GIVEN TASK — Convert the rows below into a numbered list, leaving out any blank lines.

STORED DATA —
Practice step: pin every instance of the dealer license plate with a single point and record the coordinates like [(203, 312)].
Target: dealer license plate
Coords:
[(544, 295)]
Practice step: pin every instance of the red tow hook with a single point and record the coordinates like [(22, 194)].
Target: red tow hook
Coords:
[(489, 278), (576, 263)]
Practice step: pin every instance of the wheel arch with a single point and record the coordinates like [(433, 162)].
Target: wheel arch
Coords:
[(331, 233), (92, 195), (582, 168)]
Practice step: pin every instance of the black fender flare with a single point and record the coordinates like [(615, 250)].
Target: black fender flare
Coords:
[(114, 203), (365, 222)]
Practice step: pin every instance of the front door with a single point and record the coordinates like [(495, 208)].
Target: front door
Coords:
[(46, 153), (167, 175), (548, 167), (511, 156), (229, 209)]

RESULT OF THIS EXERCISE —
1. Practice step: pin every instance of the dealer license plate with a single point and record the coordinates like [(203, 312)].
2. Target: dealer license plate
3. Coords:
4. [(544, 295)]
5. Practice step: pin every instance of the red tow hook with a single point and record the coordinates like [(22, 194)].
6. Target: red tow hook
7. Coords:
8. [(489, 278), (576, 263)]
9. Practice step: pin every instance of the wheel arch with a single point and record the coordinates like [(433, 162)].
10. Target: wheel arch
11. Coords:
12. [(331, 233), (92, 195), (582, 168)]
13. Practice step: pin every instance of the black fender flare with a single point and record the coordinates like [(615, 250)].
14. Target: black fender flare
15. Coords:
16. [(114, 203), (365, 222)]
17. Practice step: pin every instance of the front door with a single point and record the coordinates like [(495, 208)].
18. Target: front door
19. Coords:
20. [(46, 153), (167, 175), (548, 167), (511, 156), (229, 209)]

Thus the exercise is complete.